▶ [Supplied records]:
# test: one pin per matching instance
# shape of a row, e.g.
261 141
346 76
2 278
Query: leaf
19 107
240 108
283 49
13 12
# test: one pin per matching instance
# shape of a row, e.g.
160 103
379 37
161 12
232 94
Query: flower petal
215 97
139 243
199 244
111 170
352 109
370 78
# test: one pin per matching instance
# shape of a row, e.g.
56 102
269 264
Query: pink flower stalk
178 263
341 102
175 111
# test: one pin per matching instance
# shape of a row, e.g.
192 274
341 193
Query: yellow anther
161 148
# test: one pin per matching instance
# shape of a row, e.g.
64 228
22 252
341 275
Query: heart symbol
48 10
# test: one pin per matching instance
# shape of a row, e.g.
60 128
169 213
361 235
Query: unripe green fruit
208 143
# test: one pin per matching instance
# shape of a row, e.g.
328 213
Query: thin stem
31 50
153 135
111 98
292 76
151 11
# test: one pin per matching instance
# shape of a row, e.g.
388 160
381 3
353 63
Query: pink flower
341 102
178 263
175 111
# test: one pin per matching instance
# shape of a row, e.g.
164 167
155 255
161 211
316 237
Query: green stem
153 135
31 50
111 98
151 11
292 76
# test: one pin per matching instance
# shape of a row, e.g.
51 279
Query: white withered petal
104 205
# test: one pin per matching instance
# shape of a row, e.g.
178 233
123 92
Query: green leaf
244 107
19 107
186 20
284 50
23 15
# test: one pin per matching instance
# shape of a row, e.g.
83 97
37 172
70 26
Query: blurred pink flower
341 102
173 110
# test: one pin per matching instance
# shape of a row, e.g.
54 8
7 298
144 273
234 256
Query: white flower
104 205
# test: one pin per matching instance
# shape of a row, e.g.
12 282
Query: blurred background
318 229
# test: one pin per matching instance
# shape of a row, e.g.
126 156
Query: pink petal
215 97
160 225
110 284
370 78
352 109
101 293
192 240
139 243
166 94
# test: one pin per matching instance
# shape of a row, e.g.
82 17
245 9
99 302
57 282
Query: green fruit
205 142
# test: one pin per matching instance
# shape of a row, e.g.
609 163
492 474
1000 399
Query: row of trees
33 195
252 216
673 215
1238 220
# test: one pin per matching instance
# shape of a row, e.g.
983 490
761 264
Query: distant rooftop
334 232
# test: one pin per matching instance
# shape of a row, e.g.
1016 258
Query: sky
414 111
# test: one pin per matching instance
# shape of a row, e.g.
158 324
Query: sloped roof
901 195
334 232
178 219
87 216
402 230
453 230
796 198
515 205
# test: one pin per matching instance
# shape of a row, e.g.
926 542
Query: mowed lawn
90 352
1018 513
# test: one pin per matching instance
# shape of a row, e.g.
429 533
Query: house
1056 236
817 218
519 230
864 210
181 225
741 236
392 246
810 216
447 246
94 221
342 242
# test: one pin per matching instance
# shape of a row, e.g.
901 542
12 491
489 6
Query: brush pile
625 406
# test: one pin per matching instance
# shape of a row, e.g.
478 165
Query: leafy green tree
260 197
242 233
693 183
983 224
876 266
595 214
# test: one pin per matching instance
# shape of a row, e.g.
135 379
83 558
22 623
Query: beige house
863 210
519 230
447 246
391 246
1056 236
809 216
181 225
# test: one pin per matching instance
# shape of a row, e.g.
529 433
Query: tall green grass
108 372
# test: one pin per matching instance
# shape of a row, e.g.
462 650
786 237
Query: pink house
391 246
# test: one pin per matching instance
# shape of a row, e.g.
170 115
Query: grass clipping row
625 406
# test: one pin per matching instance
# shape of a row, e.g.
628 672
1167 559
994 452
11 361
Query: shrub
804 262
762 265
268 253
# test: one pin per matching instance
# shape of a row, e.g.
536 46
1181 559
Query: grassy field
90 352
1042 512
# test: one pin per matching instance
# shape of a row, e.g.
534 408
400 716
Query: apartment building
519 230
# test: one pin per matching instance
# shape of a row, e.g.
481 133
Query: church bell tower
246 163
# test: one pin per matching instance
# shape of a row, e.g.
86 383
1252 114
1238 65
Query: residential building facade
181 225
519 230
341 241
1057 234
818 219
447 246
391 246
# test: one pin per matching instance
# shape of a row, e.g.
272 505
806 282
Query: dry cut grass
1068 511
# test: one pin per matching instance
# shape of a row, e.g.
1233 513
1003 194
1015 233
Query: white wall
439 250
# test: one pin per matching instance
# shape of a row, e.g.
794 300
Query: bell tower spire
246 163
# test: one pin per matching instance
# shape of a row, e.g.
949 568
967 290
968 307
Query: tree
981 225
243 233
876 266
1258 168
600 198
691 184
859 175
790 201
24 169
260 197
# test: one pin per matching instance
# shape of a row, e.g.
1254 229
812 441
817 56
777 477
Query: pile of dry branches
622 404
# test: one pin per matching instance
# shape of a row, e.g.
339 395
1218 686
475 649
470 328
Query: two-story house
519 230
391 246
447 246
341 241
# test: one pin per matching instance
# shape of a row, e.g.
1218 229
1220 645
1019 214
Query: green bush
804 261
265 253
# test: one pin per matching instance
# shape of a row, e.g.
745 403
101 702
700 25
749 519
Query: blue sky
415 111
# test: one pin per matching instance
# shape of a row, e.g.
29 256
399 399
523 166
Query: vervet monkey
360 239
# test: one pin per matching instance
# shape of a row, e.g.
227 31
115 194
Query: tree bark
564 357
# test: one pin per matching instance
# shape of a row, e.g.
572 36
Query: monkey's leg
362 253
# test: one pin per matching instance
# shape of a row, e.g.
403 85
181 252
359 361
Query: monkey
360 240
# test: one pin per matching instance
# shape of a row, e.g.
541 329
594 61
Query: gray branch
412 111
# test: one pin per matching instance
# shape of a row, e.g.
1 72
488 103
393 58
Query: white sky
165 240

▶ [Directions for this task]:
Your answer must be every record above, set down exactly as written.

▶ [The answer]:
# test: one pin per matching instance
# shape of a row, e.g.
261 141
346 76
2 278
Query: leaf
19 107
240 108
283 49
13 12
# test: one pin per matching instance
# shape of a row, e.g.
160 103
379 37
161 12
232 94
Query: flower petal
215 97
139 243
199 244
111 170
352 109
370 78
# test: one pin per matching instance
# shape of a row, e.g.
56 102
269 264
Query: pink flower stalk
178 263
341 102
175 111
# test: one pin per matching instance
# shape of a row, e.g.
192 274
341 193
Query: yellow anther
161 148
# test: one pin per matching instance
# shape of a row, e.g.
64 228
22 252
341 275
Query: heart symbol
48 10
# test: one pin per matching instance
# shape of a row, e.g.
60 128
169 213
361 235
Query: unripe green fruit
208 143
# test: one pin per matching instance
# shape of a row, e.g.
328 213
Query: thin stem
31 50
153 135
111 98
292 76
151 11
# test: one pin per matching instance
# shape of a row, e.g.
388 160
381 3
353 63
Query: pink flower
341 102
178 263
175 111
# test: one pin per matching instance
# shape of a row, e.g.
164 167
155 255
161 211
316 237
Query: green stem
153 135
31 50
111 98
151 11
292 76
# test: one pin per matching instance
# shape of a row, e.g.
51 279
Query: white withered petal
104 205
# test: one pin per matching instance
# shape of a row, e.g.
178 233
123 92
Query: green leaf
244 107
19 107
186 20
284 50
23 15
# test: one pin per matching instance
# shape of a row, e.g.
83 97
37 172
70 26
Query: blurred pink flower
341 102
173 110
# test: one pin per matching instance
# shape of a row, e.g.
54 8
7 298
144 273
234 256
Query: white flower
104 205
# test: one pin per matching instance
# shape of a row, e.g.
12 282
Query: blurred background
318 229
# test: one pin per matching instance
# shape of a row, e.g.
126 156
Query: pink petal
215 97
160 225
110 284
370 78
352 109
101 293
192 240
139 243
166 94
# test: one pin per matching instance
# shape of a row, e.g.
82 17
245 9
99 302
57 282
Query: green fruit
205 142
# test: one pin per matching instance
# shape of a row, e.g.
609 163
492 474
1000 399
Query: row of trees
33 195
252 216
673 215
1238 220
# test: one pin per matching instance
# shape of a row, e.g.
983 490
761 264
Query: distant rooftop
334 232
# test: one pin per matching instance
# shape of a row, e.g.
1016 258
Query: sky
414 111
# test: one pin per matching instance
# shape of a row, e.g.
158 324
Query: sloped roof
901 195
334 232
178 219
87 216
402 230
453 230
796 198
515 205
# test: one pin per matching instance
# shape of a row, e.g.
926 542
Query: mowed lawn
90 352
1018 513
# test: one pin per matching instance
# shape of a row, e.g.
429 533
Query: house
1056 236
817 218
519 230
864 210
181 225
741 236
392 246
810 216
447 246
94 221
342 242
# test: one pin per matching instance
# shape of a row, e.g.
901 542
12 491
489 6
Query: brush pile
625 406
# test: one pin per matching instance
# shape of a row, e.g.
478 165
Query: leafy green tree
260 197
242 233
693 183
983 224
876 266
595 214
# test: one pin per matching instance
# shape of a row, e.g.
135 379
83 558
22 623
Query: beige house
863 210
519 230
447 246
391 246
1056 236
809 216
181 225
# test: one pin per matching instance
# shape of a row, e.g.
529 433
Query: tall green grass
108 372
# test: one pin per matching instance
# shape of a row, e.g.
462 650
786 237
Query: pink house
391 246
# test: one pin per matching instance
# shape of a row, e.g.
170 115
Query: grass clipping row
625 406
# test: one pin per matching instance
# shape of a row, e.g.
628 672
1167 559
994 452
11 361
Query: shrub
804 262
762 265
268 253
# test: one pin per matching instance
# shape of a row, e.g.
536 46
1181 559
Query: grassy field
90 352
1042 512
# test: one pin per matching instance
# shape of a row, e.g.
534 408
400 716
Query: apartment building
519 230
# test: one pin per matching instance
# shape of a row, e.g.
481 133
Query: church bell tower
246 163
# test: one pin per matching instance
# shape of a row, e.g.
86 383
1252 114
1238 65
Query: residential building facade
181 225
519 230
341 241
1057 234
818 219
447 246
391 246
# test: one pin per matching instance
# shape of a row, e.g.
272 505
806 282
Query: dry cut grass
1068 511
# test: one pin per matching instance
# shape of a row, e.g.
1233 513
1003 194
1015 233
Query: white wall
439 250
# test: one pin per matching instance
# shape of a row, e.g.
794 300
Query: bell tower spire
246 163
# test: one pin per matching instance
# shape of a row, e.g.
949 568
967 290
968 307
Query: tree
981 225
243 233
876 266
1258 168
600 198
691 184
859 175
790 201
24 169
260 197
# test: one pin per matching instance
# shape of a row, e.g.
1254 229
812 441
817 56
777 477
Query: pile of dry branches
622 404
# test: one pin per matching instance
# shape of a row, e.g.
339 395
1218 686
475 649
470 328
Query: two-story house
519 230
391 246
447 246
341 241
# test: one pin per matching instance
# shape of a row, e.g.
1218 229
1220 645
1019 214
Query: green bush
804 261
265 253
# test: one pin per matching instance
# shape of a row, e.g.
745 403
101 702
700 25
749 519
Query: blue sky
415 111
# test: one pin per matching instance
# shape of a row, e.g.
29 256
399 399
523 166
Query: vervet monkey
360 239
# test: one pin per matching instance
# shape of a row, e.g.
227 31
115 194
Query: tree bark
564 357
# test: one pin per matching instance
# shape of a row, e.g.
572 36
Query: monkey's leg
362 253
# test: one pin per matching instance
# shape of a row, e.g.
403 85
181 252
359 361
Query: monkey
360 240
# test: one pin per matching instance
# shape of a row, e.g.
541 329
594 61
Query: gray branch
412 111
# test: one pin per matching instance
# shape of a row, e.g.
1 72
488 103
393 58
Query: white sky
165 240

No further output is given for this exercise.